#### PAGE EXTRACT:
Portable weather stations to fill data gaps

You could call it a weather station in a suitcase, and it may help fill a major data gap that’s plagued forecasters and climatologists for years.

Using off-the-shelf electronics and some plastic parts made on a 3D printer, researchers at the National Weather Service’s International Activities Office in Silver Spring, Maryland, have come up with a way to put weather stations in pretty much any place in the world.

“We aren’t claiming they are going to rival commercial versions for accuracy, but they will be in the ballpark, and it will be a huge step forward for data collection,” Martin Steinson, the project manager for the University Corporation for Atmospheric Research, said this week.

The station can be assembled for about $200 from a Raspberry Pi (a credit-card sized computer for hobbyists), sensors, wires and plastic parts built on a 3D printer. The goal was to have the entire station created out of easily available parts so that maintenance and construction costs would be low. A commercial station can cost $10 000.

The small kits may solve a big problem that has plagued weather forecasters and climate modellers – a lack of reliable data from a large part of the developing world.

The first place researchers want to have these stations installed is Africa.

“Africa is a huge data desert largely because the cost of commercial quality weather stations is so high and the maintenance requirements are beyond the budgets of the weather services out there,” said Steinson.

#### PROVIDED INFORMATION:
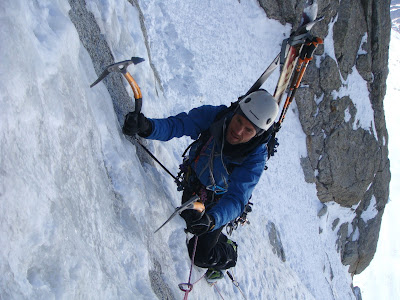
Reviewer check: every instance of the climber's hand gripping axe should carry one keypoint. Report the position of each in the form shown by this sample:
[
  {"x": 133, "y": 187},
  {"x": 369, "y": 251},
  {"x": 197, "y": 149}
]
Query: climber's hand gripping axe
[{"x": 121, "y": 67}]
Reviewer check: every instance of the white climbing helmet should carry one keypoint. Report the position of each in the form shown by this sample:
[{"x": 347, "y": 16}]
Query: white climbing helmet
[{"x": 260, "y": 108}]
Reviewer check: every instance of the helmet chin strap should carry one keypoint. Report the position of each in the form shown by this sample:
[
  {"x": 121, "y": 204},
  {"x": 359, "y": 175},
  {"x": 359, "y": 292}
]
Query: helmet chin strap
[{"x": 259, "y": 131}]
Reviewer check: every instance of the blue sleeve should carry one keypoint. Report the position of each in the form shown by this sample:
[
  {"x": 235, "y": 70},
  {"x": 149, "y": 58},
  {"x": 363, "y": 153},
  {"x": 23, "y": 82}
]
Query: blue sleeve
[
  {"x": 189, "y": 124},
  {"x": 242, "y": 182}
]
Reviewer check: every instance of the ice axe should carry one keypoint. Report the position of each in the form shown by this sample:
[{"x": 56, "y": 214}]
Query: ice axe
[{"x": 121, "y": 67}]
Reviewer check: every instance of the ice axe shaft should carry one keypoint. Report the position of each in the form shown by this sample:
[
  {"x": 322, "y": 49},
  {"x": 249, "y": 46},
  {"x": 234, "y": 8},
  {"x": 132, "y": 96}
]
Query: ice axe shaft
[{"x": 122, "y": 67}]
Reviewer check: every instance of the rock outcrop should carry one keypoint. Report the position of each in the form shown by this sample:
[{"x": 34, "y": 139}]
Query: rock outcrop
[{"x": 348, "y": 163}]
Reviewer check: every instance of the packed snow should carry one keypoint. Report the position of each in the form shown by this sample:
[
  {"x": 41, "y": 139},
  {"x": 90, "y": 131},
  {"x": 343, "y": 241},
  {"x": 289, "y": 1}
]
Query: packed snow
[{"x": 78, "y": 207}]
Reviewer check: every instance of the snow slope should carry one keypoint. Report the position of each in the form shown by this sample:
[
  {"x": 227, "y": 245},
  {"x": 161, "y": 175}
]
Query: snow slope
[{"x": 77, "y": 207}]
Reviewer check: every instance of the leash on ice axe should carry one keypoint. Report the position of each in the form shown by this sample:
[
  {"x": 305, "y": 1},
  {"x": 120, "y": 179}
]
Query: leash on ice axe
[{"x": 121, "y": 67}]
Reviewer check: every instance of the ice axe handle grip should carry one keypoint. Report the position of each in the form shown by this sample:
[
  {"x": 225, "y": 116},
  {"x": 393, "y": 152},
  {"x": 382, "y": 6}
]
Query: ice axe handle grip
[{"x": 136, "y": 92}]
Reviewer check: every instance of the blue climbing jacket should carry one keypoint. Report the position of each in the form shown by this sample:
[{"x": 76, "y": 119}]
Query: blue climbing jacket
[{"x": 235, "y": 177}]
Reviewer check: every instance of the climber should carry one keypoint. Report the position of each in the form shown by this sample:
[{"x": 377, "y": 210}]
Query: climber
[{"x": 223, "y": 166}]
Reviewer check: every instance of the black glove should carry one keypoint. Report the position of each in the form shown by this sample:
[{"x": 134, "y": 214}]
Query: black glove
[
  {"x": 200, "y": 226},
  {"x": 137, "y": 124}
]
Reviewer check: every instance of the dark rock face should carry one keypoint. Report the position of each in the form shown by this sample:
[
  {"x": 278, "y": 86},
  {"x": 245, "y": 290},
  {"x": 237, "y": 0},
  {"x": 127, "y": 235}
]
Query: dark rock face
[{"x": 348, "y": 164}]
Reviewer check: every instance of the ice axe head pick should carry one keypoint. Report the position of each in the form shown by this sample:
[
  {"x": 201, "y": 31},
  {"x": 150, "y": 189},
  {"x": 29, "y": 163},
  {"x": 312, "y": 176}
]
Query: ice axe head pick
[{"x": 121, "y": 67}]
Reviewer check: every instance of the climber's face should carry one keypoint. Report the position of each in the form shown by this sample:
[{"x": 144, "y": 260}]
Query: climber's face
[{"x": 240, "y": 130}]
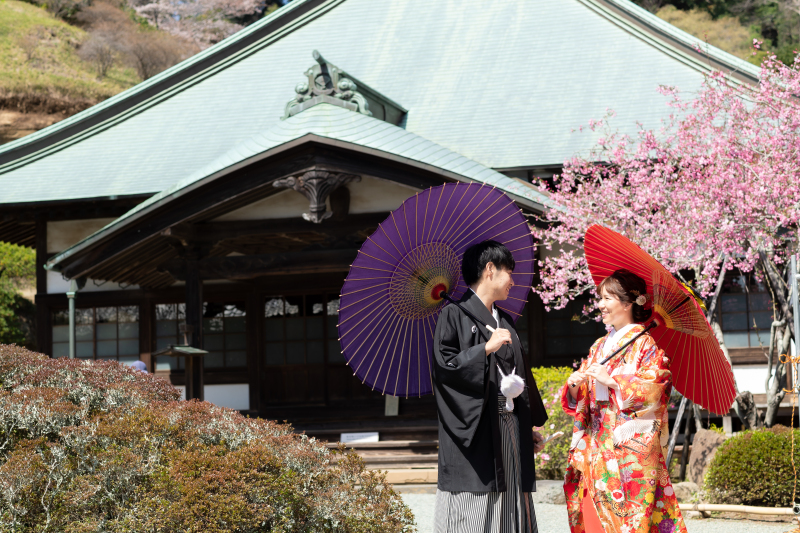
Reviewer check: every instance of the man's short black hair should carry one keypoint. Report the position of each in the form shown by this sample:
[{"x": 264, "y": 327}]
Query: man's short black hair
[{"x": 478, "y": 255}]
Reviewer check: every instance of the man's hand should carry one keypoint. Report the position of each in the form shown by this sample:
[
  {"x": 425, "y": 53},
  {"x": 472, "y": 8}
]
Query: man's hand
[
  {"x": 538, "y": 442},
  {"x": 499, "y": 338},
  {"x": 574, "y": 383}
]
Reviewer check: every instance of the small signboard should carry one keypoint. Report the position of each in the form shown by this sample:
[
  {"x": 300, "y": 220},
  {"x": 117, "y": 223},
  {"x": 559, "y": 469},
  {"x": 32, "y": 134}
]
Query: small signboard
[{"x": 359, "y": 437}]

#### TASK LIST:
• a. List the components from which, according to the weather station article above the records, the station can be assembled for about $200.
• b. Retype the passage of the weather station article from "The station can" to "the developing world.".

#### ANSWERS TO THE PROBLEMS:
• a.
- A Raspberry Pi
- Sensors
- Wires
- Plastic parts built on a 3D printer

• b.
The station can be assembled for about $200 from a Raspberry Pi (a credit-card sized computer for hobbyists), sensors, wires and plastic parts built on a 3D printer. The goal was to have the entire station created out of easily available parts so that maintenance and construction costs would be low. A commercial station can cost $10 000.

The small kits may solve a big problem that has plagued weather forecasters and climate modellers – a lack of reliable data from a large part of the developing world.